■ Your task ■
Pick out every line in the data below that contains the word "hill", matching case exactly, and copy each of those lines.

======== Stored data

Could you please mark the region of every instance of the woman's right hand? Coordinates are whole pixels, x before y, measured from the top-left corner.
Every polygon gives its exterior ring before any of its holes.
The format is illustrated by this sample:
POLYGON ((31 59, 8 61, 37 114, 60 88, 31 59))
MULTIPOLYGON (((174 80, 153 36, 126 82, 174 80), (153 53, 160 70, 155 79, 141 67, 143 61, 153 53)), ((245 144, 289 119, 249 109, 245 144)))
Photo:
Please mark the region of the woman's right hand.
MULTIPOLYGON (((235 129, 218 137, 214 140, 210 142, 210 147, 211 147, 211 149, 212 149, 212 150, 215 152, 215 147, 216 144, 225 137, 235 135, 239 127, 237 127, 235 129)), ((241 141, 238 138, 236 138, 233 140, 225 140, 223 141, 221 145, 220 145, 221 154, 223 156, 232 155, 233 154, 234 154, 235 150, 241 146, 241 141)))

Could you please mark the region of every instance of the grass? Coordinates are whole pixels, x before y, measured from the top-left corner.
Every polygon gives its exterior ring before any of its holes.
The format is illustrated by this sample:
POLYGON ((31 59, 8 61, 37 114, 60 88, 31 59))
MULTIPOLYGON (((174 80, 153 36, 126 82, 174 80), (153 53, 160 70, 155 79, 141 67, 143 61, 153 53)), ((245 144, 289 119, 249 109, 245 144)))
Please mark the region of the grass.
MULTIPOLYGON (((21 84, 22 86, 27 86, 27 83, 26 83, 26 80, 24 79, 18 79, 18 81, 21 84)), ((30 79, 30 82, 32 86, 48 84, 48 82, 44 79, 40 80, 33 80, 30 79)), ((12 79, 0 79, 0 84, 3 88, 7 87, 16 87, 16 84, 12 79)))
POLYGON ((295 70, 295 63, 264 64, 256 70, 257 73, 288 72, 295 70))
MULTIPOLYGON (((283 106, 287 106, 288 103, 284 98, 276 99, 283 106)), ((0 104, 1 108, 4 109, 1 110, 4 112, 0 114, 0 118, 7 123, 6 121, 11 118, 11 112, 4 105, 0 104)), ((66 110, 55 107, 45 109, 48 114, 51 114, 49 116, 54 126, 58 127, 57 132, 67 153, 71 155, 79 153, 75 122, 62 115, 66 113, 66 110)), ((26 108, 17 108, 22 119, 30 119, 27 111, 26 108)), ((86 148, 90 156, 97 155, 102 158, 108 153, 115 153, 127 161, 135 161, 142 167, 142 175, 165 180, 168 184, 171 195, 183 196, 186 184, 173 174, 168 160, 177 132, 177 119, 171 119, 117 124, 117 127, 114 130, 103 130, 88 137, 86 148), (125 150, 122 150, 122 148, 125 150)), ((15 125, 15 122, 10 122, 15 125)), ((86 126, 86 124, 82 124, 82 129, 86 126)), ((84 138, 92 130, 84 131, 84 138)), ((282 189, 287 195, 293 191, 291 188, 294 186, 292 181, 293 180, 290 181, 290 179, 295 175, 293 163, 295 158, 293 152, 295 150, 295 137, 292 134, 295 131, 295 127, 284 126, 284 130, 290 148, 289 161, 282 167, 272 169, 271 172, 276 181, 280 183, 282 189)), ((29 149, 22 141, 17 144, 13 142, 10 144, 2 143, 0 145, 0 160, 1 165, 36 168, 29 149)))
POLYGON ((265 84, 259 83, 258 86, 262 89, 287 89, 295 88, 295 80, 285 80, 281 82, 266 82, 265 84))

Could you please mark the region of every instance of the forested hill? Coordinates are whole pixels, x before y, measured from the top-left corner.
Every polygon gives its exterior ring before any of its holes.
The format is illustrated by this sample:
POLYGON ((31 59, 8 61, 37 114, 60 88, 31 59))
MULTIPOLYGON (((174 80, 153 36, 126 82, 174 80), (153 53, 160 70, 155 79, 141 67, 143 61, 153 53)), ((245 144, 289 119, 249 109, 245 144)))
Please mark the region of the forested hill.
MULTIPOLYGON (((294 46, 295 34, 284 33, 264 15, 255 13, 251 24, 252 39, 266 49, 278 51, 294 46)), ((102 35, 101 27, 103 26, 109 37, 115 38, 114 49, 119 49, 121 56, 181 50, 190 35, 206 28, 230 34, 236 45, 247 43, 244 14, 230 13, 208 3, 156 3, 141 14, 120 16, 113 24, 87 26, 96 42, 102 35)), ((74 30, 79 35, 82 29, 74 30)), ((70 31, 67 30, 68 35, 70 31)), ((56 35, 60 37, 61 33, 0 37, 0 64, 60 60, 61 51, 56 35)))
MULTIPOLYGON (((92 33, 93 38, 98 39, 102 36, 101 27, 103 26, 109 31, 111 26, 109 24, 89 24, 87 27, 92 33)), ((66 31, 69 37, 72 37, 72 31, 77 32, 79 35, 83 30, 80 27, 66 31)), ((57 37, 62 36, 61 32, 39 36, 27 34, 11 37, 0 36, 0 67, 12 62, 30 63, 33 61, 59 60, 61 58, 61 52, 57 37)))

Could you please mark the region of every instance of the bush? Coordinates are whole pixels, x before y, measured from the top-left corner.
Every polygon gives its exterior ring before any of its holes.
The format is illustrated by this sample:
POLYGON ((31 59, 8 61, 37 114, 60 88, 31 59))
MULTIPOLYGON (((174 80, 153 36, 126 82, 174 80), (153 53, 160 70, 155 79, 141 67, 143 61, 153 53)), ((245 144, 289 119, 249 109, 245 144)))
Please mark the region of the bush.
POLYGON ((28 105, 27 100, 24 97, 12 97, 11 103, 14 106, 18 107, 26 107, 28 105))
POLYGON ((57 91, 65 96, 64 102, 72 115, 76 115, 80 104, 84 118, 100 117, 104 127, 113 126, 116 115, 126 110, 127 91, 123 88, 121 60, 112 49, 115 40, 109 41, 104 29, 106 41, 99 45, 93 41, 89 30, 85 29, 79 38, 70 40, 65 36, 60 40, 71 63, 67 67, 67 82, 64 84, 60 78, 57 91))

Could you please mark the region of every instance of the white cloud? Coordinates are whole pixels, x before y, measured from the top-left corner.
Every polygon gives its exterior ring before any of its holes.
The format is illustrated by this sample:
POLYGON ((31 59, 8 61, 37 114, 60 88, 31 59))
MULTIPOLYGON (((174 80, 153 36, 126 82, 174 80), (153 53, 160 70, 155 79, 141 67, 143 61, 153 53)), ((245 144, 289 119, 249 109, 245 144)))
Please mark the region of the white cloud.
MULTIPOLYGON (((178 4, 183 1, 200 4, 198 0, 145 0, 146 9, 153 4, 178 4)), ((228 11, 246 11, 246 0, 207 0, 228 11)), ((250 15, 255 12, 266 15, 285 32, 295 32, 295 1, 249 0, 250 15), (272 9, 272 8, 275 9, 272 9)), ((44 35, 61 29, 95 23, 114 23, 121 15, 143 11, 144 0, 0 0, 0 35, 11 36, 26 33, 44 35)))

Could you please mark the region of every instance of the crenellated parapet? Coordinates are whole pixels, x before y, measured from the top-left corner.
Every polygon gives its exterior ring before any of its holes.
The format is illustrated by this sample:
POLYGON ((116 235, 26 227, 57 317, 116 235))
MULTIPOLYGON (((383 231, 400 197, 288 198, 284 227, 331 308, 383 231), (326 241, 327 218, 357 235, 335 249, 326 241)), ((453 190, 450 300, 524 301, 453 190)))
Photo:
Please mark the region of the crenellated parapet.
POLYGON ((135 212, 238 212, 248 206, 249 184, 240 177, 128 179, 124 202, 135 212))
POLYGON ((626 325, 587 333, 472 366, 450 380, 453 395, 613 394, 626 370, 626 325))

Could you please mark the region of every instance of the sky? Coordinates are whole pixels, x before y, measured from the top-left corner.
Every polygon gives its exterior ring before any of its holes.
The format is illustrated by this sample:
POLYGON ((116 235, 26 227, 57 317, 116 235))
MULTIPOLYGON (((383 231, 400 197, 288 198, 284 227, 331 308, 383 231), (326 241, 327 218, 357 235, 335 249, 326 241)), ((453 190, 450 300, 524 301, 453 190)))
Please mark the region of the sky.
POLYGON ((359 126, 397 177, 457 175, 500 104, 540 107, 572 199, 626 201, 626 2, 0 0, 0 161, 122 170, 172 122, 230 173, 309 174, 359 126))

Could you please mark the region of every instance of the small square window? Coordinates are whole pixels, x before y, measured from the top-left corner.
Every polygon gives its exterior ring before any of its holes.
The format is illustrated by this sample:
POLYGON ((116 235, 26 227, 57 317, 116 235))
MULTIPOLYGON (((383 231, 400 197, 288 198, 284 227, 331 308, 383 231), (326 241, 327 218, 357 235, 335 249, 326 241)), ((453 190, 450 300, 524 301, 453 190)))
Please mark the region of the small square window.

================

■ The response ■
Could you please mark the region of every instance of the forested hill? Coordinates are whole pixels, x before y, measured from the top-left corner.
Please mark the region of the forested hill.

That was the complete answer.